Lecturer: Colm Connaughton (Mathematics and Complexity)

Module Aims

This is one of 4 core modules for the MSc in Mathematics of Systems. It teaches students the theory and implementation of a set of computational algorithms that provide the fundamental toolkit for advanced data analysis, simulation and optimisation. After completing this module, students will understand the theoretical underpinnings of the computational algorithms and optimisation methods that appear most frequently in advanced data analysis and mathematical modelling. They will gain experience of both discrete and continuous problems. Students will also acquire practical coding experience from implementing, testing and benchmarking these algorithms on specific problems drawn from a range of applications.


  • algorithmic structures (iteration, recursion, memoization) and computational complexity
  • data structures (linked lists, stacks and queues, binary indexed trees)

**Written task A:**
Please retype the module description in full, word for word.

**Extracted information:**
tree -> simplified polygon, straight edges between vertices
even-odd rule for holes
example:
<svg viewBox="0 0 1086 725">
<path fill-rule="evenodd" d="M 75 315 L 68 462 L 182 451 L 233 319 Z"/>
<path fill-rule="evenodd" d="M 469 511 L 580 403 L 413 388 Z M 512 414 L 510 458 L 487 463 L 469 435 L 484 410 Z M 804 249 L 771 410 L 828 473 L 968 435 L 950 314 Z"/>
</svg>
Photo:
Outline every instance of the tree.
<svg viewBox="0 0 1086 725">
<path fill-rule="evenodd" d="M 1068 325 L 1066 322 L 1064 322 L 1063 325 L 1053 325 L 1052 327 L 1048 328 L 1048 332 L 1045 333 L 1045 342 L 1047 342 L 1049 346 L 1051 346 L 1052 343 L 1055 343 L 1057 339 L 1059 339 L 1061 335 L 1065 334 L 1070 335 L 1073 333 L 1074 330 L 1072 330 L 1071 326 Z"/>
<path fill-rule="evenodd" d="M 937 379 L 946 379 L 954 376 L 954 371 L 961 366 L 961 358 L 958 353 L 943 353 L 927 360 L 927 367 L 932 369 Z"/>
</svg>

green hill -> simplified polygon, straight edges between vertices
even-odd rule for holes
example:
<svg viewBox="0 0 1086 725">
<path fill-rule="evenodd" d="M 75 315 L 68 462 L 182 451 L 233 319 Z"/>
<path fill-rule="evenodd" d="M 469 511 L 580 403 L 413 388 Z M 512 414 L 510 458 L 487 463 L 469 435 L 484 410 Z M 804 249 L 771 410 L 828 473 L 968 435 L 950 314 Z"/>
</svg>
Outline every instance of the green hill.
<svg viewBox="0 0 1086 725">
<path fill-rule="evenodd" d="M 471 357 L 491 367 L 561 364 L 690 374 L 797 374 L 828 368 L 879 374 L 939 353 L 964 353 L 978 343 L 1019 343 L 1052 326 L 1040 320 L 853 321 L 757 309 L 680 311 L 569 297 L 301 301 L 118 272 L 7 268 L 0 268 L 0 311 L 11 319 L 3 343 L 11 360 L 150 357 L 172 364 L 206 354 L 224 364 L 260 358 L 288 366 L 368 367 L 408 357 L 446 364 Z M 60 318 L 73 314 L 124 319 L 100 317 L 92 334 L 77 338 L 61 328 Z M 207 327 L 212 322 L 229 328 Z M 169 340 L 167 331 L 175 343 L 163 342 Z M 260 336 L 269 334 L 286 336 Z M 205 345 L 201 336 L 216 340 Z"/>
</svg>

**Written task B:**
In the entries, take the part that opens with their first line and closes with the line containing "Outline every instance of the tree.". Swap "tree" for "shrub" there, and give back only that part with everything else unchanged.

**Complete answer A:**
Lecturer: Colm Connaughton (Mathematics and Complexity)

Module Aims

This is one of 4 core modules for the MSc in Mathematics of Systems. It teaches students the theory and implementation of a set of computational algorithms that provide the fundamental toolkit for advanced data analysis, simulation and optimisation. After completing this module, students will understand the theoretical underpinnings of the computational algorithms and optimisation methods that appear most frequently in advanced data analysis and mathematical modelling. They will gain experience of both discrete and continuous problems. Students will also acquire practical coding experience from implementing, testing and benchmarking these algorithms on specific problems drawn from a range of applications.


  • algorithmic structures (iteration, recursion, memoization) and computational complexity
  • data structures (linked lists, stacks and queues, binary indexed trees)

**Complete answer B:**
shrub -> simplified polygon, straight edges between vertices
even-odd rule for holes
example:
<svg viewBox="0 0 1086 725">
<path fill-rule="evenodd" d="M 75 315 L 68 462 L 182 451 L 233 319 Z"/>
<path fill-rule="evenodd" d="M 469 511 L 580 403 L 413 388 Z M 512 414 L 510 458 L 487 463 L 469 435 L 484 410 Z M 804 249 L 771 410 L 828 473 L 968 435 L 950 314 Z"/>
</svg>
Photo:
Outline every instance of the shrub.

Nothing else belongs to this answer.